**Task**
Each line from the one that contains "Annotate the grass patch" to the end of the entries must be copied word for word, and only those lines.

**Stored data entries**

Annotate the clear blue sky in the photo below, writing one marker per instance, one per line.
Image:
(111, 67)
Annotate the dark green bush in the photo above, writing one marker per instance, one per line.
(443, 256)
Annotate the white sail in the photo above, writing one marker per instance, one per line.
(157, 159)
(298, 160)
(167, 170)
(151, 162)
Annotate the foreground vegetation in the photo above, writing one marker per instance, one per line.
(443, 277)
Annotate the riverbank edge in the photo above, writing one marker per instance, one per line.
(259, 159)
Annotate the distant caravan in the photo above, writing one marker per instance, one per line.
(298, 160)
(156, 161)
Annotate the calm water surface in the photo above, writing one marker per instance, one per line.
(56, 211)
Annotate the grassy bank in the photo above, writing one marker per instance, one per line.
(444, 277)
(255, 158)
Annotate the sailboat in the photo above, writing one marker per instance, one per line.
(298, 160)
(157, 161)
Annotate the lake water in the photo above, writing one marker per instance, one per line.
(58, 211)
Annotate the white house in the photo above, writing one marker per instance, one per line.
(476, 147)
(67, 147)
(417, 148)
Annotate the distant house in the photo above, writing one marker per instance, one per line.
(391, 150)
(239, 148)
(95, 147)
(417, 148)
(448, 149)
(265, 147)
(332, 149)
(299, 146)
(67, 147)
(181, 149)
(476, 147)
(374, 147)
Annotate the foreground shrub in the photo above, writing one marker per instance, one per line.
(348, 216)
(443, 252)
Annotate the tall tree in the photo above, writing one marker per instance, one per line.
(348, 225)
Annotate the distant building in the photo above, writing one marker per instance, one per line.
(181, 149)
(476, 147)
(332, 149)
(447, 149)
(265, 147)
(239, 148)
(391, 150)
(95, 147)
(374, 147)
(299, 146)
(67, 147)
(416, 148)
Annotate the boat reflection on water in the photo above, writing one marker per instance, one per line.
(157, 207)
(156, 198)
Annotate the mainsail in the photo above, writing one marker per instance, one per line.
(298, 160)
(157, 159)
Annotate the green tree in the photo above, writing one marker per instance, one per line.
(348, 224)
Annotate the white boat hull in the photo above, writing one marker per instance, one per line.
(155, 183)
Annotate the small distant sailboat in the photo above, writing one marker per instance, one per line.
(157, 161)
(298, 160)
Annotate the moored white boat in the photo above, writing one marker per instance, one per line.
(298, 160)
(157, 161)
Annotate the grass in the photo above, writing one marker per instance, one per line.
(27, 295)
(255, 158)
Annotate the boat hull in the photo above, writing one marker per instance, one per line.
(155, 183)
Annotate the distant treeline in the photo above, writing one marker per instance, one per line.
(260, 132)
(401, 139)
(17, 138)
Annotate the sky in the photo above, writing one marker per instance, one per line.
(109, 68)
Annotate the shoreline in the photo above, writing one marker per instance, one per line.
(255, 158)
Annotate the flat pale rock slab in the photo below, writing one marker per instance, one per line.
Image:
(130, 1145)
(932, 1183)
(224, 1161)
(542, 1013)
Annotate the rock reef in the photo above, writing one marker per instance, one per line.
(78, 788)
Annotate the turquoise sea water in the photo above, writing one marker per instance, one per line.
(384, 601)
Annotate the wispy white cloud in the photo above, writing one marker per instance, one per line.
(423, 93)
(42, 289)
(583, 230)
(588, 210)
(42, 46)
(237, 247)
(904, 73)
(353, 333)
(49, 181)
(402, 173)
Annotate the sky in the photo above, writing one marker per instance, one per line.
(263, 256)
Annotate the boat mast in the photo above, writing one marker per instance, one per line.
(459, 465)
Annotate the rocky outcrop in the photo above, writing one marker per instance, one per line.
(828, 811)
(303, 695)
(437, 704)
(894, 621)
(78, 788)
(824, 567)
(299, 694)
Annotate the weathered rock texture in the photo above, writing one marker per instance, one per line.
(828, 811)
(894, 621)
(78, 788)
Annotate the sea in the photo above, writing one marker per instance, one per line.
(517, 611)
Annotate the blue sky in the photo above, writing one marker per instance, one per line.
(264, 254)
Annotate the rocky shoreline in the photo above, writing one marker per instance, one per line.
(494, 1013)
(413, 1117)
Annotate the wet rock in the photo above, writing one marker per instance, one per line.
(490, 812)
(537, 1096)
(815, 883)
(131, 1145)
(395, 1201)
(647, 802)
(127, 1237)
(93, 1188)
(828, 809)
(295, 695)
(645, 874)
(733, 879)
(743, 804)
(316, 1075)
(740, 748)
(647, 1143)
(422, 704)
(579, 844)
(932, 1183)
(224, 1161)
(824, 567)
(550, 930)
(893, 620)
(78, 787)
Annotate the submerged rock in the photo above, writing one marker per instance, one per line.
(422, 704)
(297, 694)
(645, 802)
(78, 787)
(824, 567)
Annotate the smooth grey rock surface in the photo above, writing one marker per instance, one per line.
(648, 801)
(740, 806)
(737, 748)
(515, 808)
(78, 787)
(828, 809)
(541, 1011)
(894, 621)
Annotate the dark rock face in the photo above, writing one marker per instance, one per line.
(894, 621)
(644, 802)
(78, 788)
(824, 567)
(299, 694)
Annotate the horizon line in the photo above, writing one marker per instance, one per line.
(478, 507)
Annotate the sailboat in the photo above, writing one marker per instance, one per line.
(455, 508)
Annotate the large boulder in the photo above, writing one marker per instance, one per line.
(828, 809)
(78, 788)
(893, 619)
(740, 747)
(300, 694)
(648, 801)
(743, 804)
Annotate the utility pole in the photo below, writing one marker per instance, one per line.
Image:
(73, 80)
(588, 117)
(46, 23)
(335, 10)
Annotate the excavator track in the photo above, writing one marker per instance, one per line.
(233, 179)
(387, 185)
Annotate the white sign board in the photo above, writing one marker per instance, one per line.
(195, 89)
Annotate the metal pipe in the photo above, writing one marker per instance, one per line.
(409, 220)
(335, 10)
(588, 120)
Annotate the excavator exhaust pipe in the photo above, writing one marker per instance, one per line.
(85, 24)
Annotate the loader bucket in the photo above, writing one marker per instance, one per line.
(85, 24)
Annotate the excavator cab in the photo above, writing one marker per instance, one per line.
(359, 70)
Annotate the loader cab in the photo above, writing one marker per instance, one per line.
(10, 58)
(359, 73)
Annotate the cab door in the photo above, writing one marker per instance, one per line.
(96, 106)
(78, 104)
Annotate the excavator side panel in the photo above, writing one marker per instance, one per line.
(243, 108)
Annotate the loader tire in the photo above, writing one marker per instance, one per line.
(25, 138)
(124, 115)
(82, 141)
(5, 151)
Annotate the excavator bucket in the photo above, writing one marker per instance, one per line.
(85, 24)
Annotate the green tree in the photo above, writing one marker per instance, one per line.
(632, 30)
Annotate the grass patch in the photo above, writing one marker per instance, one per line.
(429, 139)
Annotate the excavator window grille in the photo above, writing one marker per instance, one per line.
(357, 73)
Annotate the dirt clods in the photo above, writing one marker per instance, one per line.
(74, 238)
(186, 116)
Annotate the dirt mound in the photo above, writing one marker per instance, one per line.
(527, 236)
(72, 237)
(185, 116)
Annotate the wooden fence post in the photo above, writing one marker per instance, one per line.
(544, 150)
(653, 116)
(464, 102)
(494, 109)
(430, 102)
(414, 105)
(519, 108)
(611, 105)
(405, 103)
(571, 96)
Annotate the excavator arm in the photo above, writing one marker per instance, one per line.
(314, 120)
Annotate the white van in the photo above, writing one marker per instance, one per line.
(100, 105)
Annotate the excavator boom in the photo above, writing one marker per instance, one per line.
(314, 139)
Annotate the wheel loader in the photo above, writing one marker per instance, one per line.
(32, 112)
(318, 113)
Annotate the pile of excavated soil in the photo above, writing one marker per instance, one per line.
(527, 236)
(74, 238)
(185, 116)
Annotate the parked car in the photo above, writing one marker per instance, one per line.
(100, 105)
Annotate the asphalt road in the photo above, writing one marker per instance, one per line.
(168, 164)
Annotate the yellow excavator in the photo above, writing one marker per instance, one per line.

**Reply to the task**
Annotate the grass patch in the photo above, writing one marker per instance, one per line.
(429, 139)
Annotate the excavator window grille in the photo above, writing one marker per instance, one per line.
(357, 73)
Annotate the dirt clods in the photo above, writing one marker per instance, one per line.
(74, 238)
(186, 116)
Annotate the dirt mound in the photo above, writing one marker per instance, one per line.
(527, 236)
(72, 237)
(185, 116)
Annotate the wooden fence post in the photo above, writing one marker per instance, one per line.
(544, 150)
(653, 116)
(464, 102)
(494, 109)
(430, 102)
(414, 105)
(519, 108)
(611, 105)
(405, 103)
(571, 96)
Annotate the excavator arm in the photo above, writing one marker per instance, one per line.
(314, 120)
Annotate the white van in the photo above, writing one marker per instance, one per line.
(100, 105)
Annotate the excavator boom in the photo above, writing one marker per instance, one per line.
(314, 139)
Annotate the wheel loader in the photo above, writing one marker per instance, one per line.
(32, 112)
(318, 113)
Annotate the pile of excavated soil in the photo above, writing one marker per instance, one per line.
(527, 236)
(74, 238)
(185, 116)
Annotate the parked car in the photo above, writing one marker per instance, one per line.
(100, 105)
Annotate the asphalt road in the photo above, writing one marker per instance, one per line.
(168, 164)
Annotate the yellow excavator in the photo above, writing one marker per instance, one per line.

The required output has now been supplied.